--- BEGIN Data shown ---

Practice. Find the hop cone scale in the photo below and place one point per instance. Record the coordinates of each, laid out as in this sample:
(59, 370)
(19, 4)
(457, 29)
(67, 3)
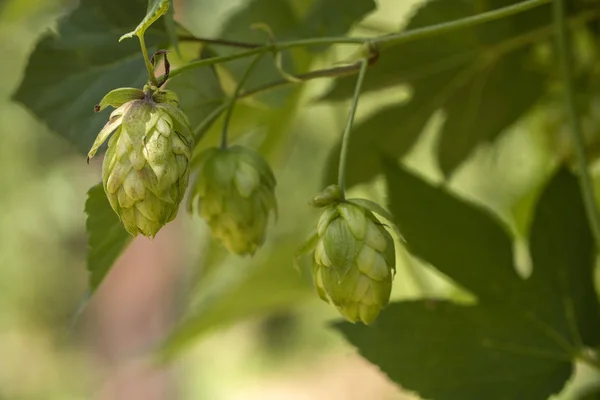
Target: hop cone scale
(353, 259)
(146, 167)
(234, 193)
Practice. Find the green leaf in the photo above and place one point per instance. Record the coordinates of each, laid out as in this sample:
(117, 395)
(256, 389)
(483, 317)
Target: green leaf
(522, 346)
(106, 236)
(562, 252)
(480, 76)
(462, 240)
(334, 17)
(496, 97)
(116, 98)
(156, 9)
(71, 71)
(235, 291)
(280, 18)
(391, 131)
(199, 92)
(446, 351)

--- END Data shown ---

Exercise aim:
Retype all of the material above word for word, leaving out the pictures.

Output of the task:
Practice. Find the hop cone scale in the photo below and place one point per instance. Record the coordinates of each, laid out as in this sample:
(59, 370)
(19, 4)
(457, 29)
(67, 3)
Target: hop cone scale
(353, 259)
(146, 167)
(234, 193)
Practice. Find the green leaf in the photo above and place one point per instance. Record the coordinates of each, laid out as in this sample:
(117, 395)
(256, 389)
(483, 317)
Target: green leaf
(522, 346)
(106, 236)
(562, 252)
(480, 76)
(462, 240)
(334, 17)
(496, 97)
(116, 98)
(156, 9)
(71, 71)
(235, 291)
(280, 18)
(391, 131)
(199, 92)
(446, 351)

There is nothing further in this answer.